THE TASK:
Copy the lines below word for word, starting at the line that contains "Where can the silver jewelry" and ending with the final line, and leave out every line that comes before that starting point.

DATA ENTRIES:
** BEGIN **
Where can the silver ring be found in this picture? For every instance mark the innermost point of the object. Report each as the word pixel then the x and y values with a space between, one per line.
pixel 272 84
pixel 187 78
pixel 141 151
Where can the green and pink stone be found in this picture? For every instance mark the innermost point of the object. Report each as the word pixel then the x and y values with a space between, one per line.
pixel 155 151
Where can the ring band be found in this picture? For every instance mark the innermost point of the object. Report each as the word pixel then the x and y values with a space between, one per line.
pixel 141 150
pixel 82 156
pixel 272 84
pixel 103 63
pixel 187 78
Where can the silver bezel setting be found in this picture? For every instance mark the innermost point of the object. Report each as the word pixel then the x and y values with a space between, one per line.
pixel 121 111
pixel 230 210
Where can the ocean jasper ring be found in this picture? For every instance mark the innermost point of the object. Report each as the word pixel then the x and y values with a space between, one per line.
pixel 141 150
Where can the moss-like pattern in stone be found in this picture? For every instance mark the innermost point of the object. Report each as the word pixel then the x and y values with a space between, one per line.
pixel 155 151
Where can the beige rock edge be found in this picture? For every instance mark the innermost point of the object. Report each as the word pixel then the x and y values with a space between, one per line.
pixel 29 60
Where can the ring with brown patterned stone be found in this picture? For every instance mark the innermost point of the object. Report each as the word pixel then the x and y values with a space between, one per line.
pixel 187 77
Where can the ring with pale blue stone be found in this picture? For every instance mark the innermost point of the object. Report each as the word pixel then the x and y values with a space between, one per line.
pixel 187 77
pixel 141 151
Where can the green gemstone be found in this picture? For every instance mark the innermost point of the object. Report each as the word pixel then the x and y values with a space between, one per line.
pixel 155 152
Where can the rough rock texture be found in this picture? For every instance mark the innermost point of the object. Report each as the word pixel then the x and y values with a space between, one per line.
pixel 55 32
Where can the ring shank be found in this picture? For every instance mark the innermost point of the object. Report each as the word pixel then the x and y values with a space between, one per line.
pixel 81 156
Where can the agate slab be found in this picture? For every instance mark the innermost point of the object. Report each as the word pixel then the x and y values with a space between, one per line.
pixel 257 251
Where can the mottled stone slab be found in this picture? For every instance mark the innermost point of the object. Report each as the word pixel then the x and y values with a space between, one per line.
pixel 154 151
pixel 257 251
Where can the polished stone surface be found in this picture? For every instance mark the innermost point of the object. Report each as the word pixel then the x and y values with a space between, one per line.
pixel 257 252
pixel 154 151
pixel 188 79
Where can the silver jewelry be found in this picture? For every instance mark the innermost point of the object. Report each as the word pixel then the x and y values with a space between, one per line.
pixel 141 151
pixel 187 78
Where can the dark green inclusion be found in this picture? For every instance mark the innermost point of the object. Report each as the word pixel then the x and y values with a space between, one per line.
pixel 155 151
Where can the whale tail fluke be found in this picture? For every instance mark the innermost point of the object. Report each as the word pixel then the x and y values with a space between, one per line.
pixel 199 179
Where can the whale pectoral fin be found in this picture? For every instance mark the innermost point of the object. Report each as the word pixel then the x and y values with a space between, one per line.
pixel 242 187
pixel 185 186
** END **
RIGHT ANSWER:
Where can the silver jewelry be found in this picture? For every instance mark the innermost point of the object. Report each as the word pixel then the x and y values with a space between, one per line.
pixel 141 151
pixel 187 78
Where can the dark green inclusion be found in this picture? For every instance mark the innermost point of the object. Report each as the word pixel then the x and y values with a space between, one per line.
pixel 155 151
Where can the whale tail fluke be found in this picture? For every instance mark the innermost point of the object. Report each as the word pixel then the x and y values with a space between, one per line.
pixel 199 179
Where can the whale pectoral fin be found in this picture? For every instance mark the innermost point of the object. Report each as the word pixel then the x and y values with a space between, one per line.
pixel 242 187
pixel 185 186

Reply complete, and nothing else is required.